───── RECORDS ─────

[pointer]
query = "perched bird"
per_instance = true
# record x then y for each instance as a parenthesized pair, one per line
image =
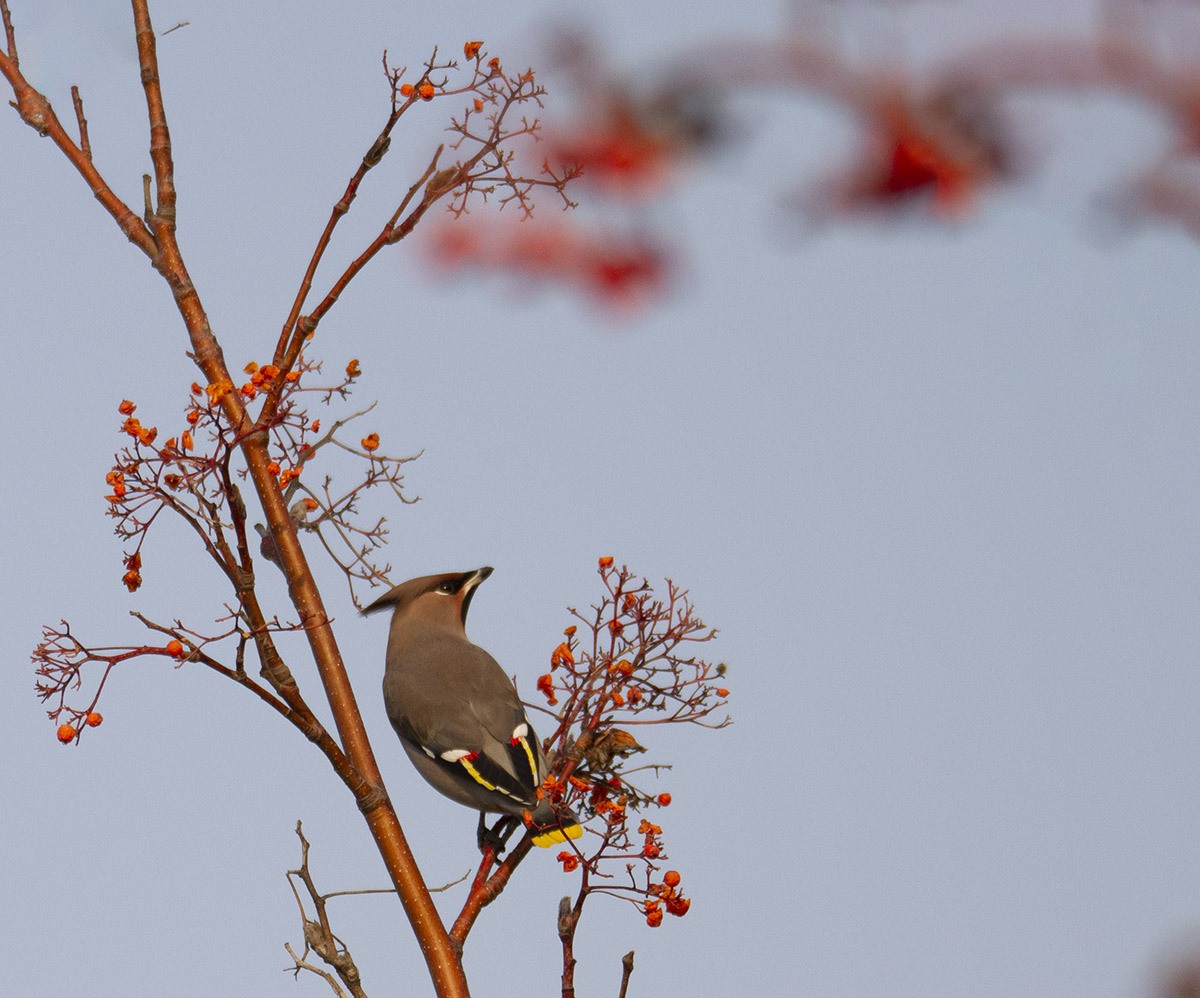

─────

** WRITTEN PROBLEM **
Rewrite the records with "perched" swapped for "sitting" and every other line unchanged. Omit the pictures.

** RESPONSE **
[pointer]
query = "sitting bird"
per_instance = true
# record x then y for each instance as a parenthesized pair, one per line
image =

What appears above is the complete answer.